> WORK TO BE COMPLETED
Arrange every line of all the rows below as a Markdown table with two columns, No for the line number and Line for the line itself, and skip blank lines. Leave the pictures out of the answer.

> RECORDS PROVIDED
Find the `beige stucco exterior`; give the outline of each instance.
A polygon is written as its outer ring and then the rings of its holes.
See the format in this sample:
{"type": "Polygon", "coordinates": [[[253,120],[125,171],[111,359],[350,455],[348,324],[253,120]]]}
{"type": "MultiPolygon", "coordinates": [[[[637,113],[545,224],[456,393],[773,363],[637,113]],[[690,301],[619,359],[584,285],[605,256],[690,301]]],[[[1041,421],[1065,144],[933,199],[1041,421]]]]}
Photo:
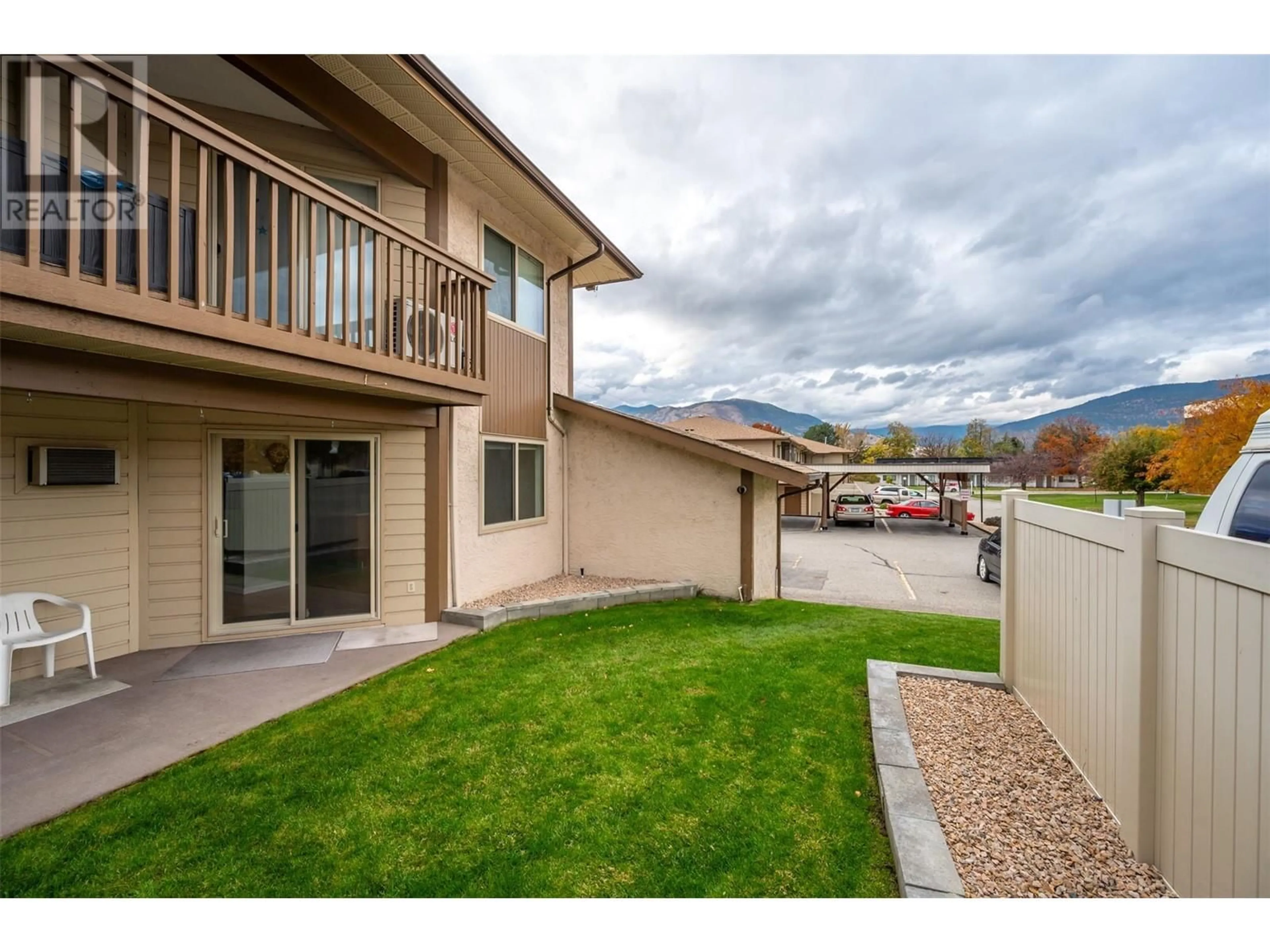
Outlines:
{"type": "MultiPolygon", "coordinates": [[[[696,581],[737,598],[740,585],[740,470],[592,420],[569,425],[569,561],[574,571],[696,581]]],[[[775,481],[754,480],[756,537],[772,552],[775,481]],[[768,509],[770,518],[761,517],[768,509]],[[759,527],[763,527],[759,531],[759,527]]]]}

> REPLY TO THE TASK
| No | Line |
|---|---|
| 1 | Find the `beige stucco exterior`; give the outline of each instance. |
| 2 | A polygon is written as its outer ring and then the rings of its holes. |
| 3 | See the format in this sample: |
| 4 | {"type": "Polygon", "coordinates": [[[253,120],[125,171],[111,359],[350,455],[348,324],[253,120]]]} |
| 5 | {"type": "MultiPolygon", "coordinates": [[[[637,113],[545,224],[456,393],[773,363],[637,113]],[[690,301],[619,359],[584,285],[605,256],[690,301]]],[[[1041,421],[1065,144],[933,199],[1041,421]]]]} |
| 6 | Photo: |
| 7 | Outlines: |
| 8 | {"type": "MultiPolygon", "coordinates": [[[[696,581],[737,598],[740,585],[740,470],[592,420],[569,425],[569,561],[574,571],[696,581]]],[[[775,481],[754,480],[756,537],[772,552],[775,481]],[[768,509],[770,518],[761,517],[768,509]],[[759,527],[763,527],[759,531],[759,527]]]]} |